::: DOCUMENT SECTION

CHOCOLATE-COVERED RASPBERRY BROWNIES
These intensely rich brownie bars are not for the faint of appetite. Each brownie bears a fruity layer of raspberry jam and fresh raspberries that's covered with a truffle-like blanket of chocolate ganache over top. In other words, they're decadence incarnate. If raspberries aren't your favorite, you can always substitute strawberry jam and fresh strawberries--but you'll want to slice them in half rather than leaving them whole. If desired, garnish with a drizzle of melted white chocolate.
Provided by Darcy Lenz
Time 1h30m
Yield 9
Number Of Ingredients 15
Steps:
- Preheat the oven to 350 degrees F (175 degrees C). Grease an 8-inch square baking pan and line the bottom and sides with parchment paper, leaving a 1-inch overhang. Lightly grease parchment.
- Make the brownies: Melt butter in a small saucepan over medium-low heat; once melted, stir in the chocolate chips. Stir until the chocolate is completely melted and mixture is smooth; set aside and allow the mixture to cool to room temperature.
- Whisk flour, cocoa powder, salt, and baking powder together in a medium mixing bowl; set aside.
- Combine sugar and eggs in a large mixing bowl; beat with an electric mixer at medium speed until pale and fluffy. Mix in vanilla. Mix in the cooled, melted chocolate, adding it to the bowl in a slow, steady stream. Mix in the dry ingredients in increments, at low speed, until just combined. Finish incorporating the batter by hand with a rubber spatula if necessary. Scrape the batter into prepared pan.

::::::

JOB: Reproduce the brownie recipe word for word, starting at the words "- Combine sugar" and stopping after "into prepared pan.".

::: INFORMATION SUPPLIED

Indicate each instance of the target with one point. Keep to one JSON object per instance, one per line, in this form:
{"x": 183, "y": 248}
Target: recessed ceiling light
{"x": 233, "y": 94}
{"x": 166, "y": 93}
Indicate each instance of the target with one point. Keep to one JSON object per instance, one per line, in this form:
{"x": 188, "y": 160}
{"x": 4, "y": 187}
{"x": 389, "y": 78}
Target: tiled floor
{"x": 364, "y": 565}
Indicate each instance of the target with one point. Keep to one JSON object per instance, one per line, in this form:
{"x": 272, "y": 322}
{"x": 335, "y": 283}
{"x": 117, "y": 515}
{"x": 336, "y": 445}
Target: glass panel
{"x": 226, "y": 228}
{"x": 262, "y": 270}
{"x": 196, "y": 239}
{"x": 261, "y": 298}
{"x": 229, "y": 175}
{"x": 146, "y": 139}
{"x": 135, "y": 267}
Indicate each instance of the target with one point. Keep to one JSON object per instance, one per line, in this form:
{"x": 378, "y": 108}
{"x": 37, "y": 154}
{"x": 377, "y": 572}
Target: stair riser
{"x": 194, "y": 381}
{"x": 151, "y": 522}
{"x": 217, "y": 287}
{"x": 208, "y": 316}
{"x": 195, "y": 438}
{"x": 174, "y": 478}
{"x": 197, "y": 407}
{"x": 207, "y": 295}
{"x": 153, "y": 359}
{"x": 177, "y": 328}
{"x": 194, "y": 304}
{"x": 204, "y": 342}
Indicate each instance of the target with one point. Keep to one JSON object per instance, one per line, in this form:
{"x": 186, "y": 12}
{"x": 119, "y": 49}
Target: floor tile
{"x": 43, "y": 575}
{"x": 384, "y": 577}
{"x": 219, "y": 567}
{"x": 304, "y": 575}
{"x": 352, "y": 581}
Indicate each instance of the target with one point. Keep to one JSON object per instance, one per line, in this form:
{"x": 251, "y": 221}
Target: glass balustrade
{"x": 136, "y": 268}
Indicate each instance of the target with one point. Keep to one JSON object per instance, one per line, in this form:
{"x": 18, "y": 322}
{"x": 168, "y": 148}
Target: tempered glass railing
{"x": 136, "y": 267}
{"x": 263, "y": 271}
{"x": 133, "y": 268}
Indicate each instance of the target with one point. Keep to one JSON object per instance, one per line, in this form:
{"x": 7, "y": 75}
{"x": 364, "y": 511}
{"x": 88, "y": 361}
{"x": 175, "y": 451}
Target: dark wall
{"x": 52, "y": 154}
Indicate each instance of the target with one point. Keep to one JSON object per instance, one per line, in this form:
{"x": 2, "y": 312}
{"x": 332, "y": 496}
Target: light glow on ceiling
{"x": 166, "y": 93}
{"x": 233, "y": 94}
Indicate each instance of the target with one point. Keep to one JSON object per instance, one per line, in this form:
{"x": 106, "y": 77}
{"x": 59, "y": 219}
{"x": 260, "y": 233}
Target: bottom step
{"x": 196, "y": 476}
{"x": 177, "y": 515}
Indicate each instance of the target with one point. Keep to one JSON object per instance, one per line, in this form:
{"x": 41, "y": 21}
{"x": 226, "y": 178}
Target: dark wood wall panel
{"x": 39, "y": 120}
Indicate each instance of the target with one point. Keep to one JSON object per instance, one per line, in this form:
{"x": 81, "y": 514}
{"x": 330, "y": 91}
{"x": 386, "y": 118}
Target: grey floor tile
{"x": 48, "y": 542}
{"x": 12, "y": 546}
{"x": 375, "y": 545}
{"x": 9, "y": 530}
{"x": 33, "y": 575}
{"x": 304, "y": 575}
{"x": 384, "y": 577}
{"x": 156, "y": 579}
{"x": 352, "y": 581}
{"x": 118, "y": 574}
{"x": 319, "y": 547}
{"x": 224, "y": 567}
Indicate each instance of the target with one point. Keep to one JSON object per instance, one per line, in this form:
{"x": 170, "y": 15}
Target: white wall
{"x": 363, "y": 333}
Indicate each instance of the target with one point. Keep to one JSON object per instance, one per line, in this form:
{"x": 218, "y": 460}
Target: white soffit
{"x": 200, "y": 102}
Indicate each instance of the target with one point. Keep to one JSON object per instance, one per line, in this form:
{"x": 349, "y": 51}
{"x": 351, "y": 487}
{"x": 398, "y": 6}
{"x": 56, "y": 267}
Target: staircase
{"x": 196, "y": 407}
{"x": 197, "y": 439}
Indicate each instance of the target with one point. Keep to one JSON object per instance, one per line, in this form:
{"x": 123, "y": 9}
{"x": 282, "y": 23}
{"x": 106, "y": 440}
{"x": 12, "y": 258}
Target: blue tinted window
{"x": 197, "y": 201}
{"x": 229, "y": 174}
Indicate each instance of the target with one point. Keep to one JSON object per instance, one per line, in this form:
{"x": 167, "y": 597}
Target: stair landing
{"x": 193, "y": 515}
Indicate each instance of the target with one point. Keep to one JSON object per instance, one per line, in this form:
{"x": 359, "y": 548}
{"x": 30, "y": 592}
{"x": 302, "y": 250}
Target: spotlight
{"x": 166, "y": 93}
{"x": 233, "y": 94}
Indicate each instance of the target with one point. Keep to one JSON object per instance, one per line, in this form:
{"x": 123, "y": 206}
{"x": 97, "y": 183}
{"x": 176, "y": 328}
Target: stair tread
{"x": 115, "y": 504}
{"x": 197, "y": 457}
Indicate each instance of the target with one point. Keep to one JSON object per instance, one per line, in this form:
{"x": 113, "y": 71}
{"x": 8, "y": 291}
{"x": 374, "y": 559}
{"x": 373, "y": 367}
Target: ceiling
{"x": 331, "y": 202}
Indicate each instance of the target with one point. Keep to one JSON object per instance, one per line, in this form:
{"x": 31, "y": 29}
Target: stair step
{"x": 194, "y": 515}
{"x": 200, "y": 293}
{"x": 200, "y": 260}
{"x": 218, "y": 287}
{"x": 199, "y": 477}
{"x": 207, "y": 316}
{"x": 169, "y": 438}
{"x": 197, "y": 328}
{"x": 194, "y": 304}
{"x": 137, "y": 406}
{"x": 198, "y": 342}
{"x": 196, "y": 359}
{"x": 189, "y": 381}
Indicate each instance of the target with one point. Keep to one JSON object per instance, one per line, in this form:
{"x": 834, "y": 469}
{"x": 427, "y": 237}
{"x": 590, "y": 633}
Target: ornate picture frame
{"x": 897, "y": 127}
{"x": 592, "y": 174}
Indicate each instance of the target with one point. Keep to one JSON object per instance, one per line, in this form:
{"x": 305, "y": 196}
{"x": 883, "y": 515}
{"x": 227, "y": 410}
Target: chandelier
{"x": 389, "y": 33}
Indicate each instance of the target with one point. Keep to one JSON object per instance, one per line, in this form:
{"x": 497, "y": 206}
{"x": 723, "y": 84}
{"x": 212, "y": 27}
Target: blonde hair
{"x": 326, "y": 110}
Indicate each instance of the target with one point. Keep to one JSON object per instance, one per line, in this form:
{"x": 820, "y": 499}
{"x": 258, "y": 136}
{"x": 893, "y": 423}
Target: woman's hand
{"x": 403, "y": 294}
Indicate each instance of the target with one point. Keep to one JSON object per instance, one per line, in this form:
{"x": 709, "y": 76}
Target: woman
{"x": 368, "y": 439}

::::::

CORRECT RESPONSE:
- Combine sugar and eggs in a large mixing bowl; beat with an electric mixer at medium speed until pale and fluffy. Mix in vanilla. Mix in the cooled, melted chocolate, adding it to the bowl in a slow, steady stream. Mix in the dry ingredients in increments, at low speed, until just combined. Finish incorporating the batter by hand with a rubber spatula if necessary. Scrape the batter into prepared pan.